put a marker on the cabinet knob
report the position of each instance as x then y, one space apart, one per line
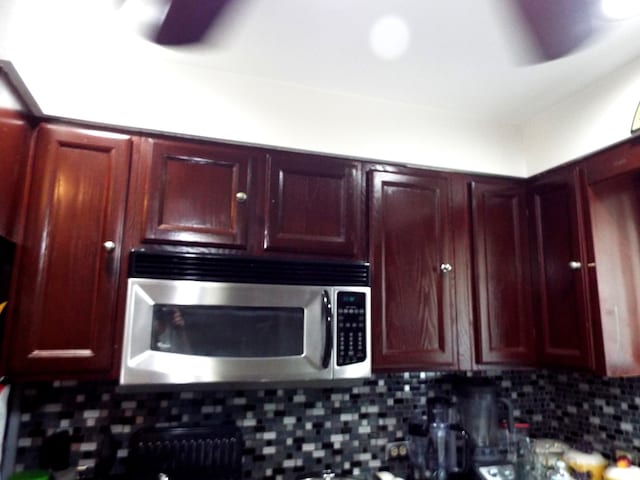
446 267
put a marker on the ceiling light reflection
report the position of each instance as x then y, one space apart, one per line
390 37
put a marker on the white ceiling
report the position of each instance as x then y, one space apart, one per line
302 74
472 57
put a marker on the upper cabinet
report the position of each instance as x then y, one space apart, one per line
411 251
244 200
64 317
611 195
501 281
559 264
15 136
313 205
193 193
587 236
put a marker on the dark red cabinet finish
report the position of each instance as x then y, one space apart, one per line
611 190
503 332
561 285
313 205
413 320
15 134
194 193
64 318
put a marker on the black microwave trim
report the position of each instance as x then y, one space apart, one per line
221 268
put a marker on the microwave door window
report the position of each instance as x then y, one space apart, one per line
224 331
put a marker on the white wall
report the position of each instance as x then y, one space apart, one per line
594 118
89 69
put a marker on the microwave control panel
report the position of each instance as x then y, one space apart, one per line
351 328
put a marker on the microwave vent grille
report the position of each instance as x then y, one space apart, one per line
217 268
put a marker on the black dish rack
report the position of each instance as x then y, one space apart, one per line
186 453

_____

Repeat the records above exactly, leaving out the pictures.

Output of the task:
put a marker on the cabinet knob
report the position of each instance as x then y, one space apart, one per line
446 267
put a marker on the ceiling light reflection
report the position of each instance as x then y, one space apart, one per line
390 37
put a marker on the white ceiling
report the position of each instance as x then y, one space apart, one per line
302 74
472 57
put a marker on the upper cabinet
report the position of each instance as x then y, one space apart, one per line
411 251
244 200
64 317
611 195
501 281
559 264
15 136
313 205
193 193
587 236
put a marker on the dark red cabinet finish
report the position of each instance as x then y, one space apart, one per line
611 190
503 332
561 285
313 205
413 320
15 134
194 193
64 318
put a marker on the black microwave trim
report the position of each instance as x then y, one space apart, one per line
221 268
put a marker on the microwave door window
report the position of each instance as x then y, one space apart, one per line
224 331
put a marker on the white wall
report the position of each instance as x then y, one space apart, one per line
594 118
89 69
put a marker on the microwave control panel
report the position of each instance as x then y, one space apart, one per line
351 328
put a marker on the microwave vent grille
report the position of each instance as x then y, one space apart, one per line
217 268
put a marker on the black dish rack
report the position of each instance as x then y, one space apart, one per line
186 453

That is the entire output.